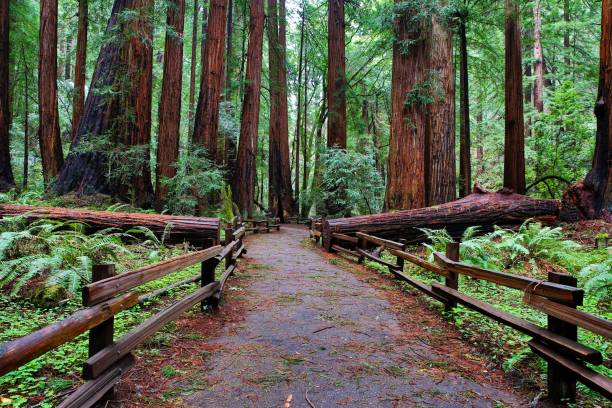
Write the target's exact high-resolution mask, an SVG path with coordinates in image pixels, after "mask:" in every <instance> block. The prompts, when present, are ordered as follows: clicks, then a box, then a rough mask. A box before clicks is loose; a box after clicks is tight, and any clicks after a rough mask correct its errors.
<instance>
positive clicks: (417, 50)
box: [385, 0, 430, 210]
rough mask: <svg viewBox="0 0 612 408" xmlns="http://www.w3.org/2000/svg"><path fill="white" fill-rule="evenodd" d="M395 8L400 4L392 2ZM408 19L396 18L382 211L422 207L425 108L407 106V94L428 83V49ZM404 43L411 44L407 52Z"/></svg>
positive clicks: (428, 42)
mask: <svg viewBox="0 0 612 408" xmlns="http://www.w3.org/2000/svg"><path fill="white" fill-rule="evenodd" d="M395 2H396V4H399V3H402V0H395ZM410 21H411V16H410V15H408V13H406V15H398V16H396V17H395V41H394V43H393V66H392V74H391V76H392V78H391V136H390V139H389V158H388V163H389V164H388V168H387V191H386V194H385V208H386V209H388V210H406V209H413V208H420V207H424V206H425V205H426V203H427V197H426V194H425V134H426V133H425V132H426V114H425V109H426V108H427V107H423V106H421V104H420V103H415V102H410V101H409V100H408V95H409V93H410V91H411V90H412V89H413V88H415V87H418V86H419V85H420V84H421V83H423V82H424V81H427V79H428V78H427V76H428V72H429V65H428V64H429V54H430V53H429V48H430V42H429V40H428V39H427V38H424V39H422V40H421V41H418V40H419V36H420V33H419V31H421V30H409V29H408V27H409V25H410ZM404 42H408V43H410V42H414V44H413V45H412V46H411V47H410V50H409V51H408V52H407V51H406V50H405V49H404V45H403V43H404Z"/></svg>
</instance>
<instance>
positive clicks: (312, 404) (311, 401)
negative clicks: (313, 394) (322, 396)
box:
...
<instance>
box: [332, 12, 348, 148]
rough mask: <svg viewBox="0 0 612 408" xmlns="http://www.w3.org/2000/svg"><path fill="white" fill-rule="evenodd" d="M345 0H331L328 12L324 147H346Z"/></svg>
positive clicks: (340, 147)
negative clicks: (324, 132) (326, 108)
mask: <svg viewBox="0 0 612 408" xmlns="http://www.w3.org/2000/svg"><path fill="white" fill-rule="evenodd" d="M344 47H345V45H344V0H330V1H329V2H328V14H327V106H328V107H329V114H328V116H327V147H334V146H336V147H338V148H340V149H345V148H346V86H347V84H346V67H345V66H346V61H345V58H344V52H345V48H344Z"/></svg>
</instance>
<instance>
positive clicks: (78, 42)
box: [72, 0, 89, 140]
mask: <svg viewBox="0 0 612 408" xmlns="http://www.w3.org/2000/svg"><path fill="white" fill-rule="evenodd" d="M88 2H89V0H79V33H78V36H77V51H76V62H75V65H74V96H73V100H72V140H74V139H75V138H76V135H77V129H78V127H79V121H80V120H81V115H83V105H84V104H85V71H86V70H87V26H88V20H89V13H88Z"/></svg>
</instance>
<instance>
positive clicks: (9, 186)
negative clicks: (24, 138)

→ **JOB ITEM**: Render the lines from the one containing "8L400 4L392 2ZM408" through the one containing "positive clicks: (428, 42)", inclusive, as a JSON list of strings, one string per line, leaving out blank lines.

→ **ANSWER TO THIS EXERCISE**:
[
  "rough mask: <svg viewBox=\"0 0 612 408\" xmlns=\"http://www.w3.org/2000/svg\"><path fill=\"white\" fill-rule=\"evenodd\" d=\"M395 8L400 4L392 2ZM408 19L396 18L382 211L422 207L425 108L407 106V94L428 83V49ZM404 43L411 44L407 52Z\"/></svg>",
  "positive clicks: (428, 42)"
]